Object position labeling data
---+---
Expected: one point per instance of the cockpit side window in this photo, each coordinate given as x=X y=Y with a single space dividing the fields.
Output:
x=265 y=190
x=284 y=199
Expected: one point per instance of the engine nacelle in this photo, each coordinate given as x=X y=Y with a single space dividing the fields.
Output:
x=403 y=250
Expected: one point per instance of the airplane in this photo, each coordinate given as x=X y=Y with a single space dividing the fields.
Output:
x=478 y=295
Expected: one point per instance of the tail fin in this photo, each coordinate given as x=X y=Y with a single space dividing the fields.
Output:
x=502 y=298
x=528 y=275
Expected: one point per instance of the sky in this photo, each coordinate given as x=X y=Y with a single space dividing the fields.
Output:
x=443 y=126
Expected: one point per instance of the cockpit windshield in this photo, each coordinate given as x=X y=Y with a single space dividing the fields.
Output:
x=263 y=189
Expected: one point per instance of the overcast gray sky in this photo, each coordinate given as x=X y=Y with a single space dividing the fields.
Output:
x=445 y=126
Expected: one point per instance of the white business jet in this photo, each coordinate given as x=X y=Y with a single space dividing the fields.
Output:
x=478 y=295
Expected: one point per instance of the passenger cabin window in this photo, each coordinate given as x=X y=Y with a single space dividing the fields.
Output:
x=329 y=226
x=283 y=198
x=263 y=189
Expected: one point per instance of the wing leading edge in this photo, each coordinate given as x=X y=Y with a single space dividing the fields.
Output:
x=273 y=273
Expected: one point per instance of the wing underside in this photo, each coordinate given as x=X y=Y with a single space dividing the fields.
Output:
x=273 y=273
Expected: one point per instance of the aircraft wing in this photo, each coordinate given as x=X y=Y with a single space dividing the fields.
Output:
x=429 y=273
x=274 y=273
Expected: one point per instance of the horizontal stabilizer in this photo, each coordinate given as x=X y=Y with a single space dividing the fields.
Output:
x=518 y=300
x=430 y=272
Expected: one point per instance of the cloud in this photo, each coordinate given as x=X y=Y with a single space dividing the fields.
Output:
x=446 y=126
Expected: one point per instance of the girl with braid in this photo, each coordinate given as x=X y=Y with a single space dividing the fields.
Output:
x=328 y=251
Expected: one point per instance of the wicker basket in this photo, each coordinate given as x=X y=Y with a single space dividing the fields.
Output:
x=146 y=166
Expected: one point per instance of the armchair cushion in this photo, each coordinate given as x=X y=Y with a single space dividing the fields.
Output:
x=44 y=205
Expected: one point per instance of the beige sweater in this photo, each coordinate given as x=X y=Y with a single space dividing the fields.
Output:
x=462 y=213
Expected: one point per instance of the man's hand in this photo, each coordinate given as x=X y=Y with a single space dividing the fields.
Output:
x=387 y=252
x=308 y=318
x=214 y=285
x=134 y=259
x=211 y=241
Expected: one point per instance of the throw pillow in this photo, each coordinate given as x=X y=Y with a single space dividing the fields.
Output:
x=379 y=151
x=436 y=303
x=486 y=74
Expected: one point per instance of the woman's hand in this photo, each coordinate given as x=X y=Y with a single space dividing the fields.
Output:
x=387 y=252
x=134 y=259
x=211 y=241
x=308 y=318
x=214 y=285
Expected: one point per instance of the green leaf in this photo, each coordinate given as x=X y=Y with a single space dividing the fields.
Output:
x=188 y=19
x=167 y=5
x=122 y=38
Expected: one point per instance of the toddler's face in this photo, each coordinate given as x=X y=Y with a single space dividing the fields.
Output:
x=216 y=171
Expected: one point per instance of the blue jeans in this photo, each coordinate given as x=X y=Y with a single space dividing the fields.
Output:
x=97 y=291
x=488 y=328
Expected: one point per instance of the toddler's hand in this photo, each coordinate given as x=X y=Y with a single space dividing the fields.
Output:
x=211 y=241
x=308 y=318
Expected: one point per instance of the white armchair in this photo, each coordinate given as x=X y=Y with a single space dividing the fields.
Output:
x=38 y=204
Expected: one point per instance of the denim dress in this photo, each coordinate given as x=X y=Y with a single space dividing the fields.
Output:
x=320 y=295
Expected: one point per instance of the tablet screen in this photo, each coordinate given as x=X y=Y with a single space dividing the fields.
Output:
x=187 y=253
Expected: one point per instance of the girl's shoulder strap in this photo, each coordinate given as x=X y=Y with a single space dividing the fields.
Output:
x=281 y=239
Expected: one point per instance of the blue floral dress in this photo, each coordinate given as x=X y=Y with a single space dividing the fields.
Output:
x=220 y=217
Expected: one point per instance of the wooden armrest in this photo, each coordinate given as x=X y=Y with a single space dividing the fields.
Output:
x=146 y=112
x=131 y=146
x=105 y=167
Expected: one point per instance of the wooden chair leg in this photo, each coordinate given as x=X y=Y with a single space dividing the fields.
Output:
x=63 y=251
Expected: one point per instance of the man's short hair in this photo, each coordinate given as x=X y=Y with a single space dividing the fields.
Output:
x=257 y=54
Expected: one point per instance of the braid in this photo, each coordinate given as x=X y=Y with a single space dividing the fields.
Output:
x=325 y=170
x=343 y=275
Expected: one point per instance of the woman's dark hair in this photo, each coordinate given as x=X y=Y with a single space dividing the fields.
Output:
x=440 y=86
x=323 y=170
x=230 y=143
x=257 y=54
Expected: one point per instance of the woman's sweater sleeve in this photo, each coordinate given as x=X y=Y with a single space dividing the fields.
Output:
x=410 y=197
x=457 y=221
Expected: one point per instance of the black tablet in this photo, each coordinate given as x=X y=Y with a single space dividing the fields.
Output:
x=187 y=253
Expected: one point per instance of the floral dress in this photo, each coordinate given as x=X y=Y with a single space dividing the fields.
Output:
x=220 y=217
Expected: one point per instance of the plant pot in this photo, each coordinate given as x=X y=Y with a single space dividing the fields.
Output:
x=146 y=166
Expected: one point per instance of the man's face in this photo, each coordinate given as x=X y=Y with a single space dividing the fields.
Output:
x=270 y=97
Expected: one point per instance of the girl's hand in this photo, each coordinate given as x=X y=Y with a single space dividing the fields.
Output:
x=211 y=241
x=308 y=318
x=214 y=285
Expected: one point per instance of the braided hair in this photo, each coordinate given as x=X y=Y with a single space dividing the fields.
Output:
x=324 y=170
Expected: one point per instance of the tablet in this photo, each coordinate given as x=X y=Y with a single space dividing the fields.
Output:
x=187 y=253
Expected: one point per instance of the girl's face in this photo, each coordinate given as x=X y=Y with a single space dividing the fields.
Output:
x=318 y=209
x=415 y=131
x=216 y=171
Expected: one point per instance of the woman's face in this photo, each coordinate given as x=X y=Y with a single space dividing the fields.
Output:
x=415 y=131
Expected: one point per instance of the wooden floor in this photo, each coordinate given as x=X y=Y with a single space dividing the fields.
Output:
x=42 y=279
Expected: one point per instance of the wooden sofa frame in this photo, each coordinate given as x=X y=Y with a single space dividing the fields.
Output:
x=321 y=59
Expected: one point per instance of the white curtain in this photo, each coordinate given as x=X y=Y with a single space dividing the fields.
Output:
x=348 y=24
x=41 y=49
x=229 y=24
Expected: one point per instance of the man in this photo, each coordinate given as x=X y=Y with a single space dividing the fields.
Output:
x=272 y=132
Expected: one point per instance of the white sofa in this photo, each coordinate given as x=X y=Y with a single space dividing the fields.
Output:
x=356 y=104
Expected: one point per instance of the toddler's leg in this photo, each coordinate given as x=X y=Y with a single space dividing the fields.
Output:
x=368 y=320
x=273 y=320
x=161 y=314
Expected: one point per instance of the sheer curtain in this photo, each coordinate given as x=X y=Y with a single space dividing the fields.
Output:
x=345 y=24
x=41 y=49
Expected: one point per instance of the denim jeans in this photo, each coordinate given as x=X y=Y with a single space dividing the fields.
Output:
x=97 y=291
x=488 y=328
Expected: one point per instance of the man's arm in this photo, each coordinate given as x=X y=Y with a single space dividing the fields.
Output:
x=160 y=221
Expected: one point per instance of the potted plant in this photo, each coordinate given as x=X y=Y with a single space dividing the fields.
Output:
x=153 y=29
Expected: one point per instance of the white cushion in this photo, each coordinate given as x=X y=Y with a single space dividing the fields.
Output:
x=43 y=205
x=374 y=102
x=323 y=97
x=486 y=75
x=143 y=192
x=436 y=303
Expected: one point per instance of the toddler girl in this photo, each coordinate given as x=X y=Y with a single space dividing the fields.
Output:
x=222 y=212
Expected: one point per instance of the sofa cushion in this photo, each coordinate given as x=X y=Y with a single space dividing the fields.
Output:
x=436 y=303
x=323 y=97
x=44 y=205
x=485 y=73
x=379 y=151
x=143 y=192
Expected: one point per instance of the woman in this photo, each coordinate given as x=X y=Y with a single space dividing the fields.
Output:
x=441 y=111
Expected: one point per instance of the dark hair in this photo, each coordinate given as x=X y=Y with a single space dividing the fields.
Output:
---+---
What you should do: Reproduce word for word the lines of the data above, beginning with the line that contains "Expected: one point per instance of the cockpit windshield" and continuing through the line that contains "x=445 y=126", with both of those lines included.

Exercise output:
Expected: one point per instance of the cockpit windshield in this photo, each coordinate given as x=X y=Y with a single space dividing the fields.
Output:
x=263 y=189
Expected: one point per instance of the overcast gray sky in this photo, each coordinate given as x=X y=Y with a single space dividing the fields.
Output:
x=445 y=126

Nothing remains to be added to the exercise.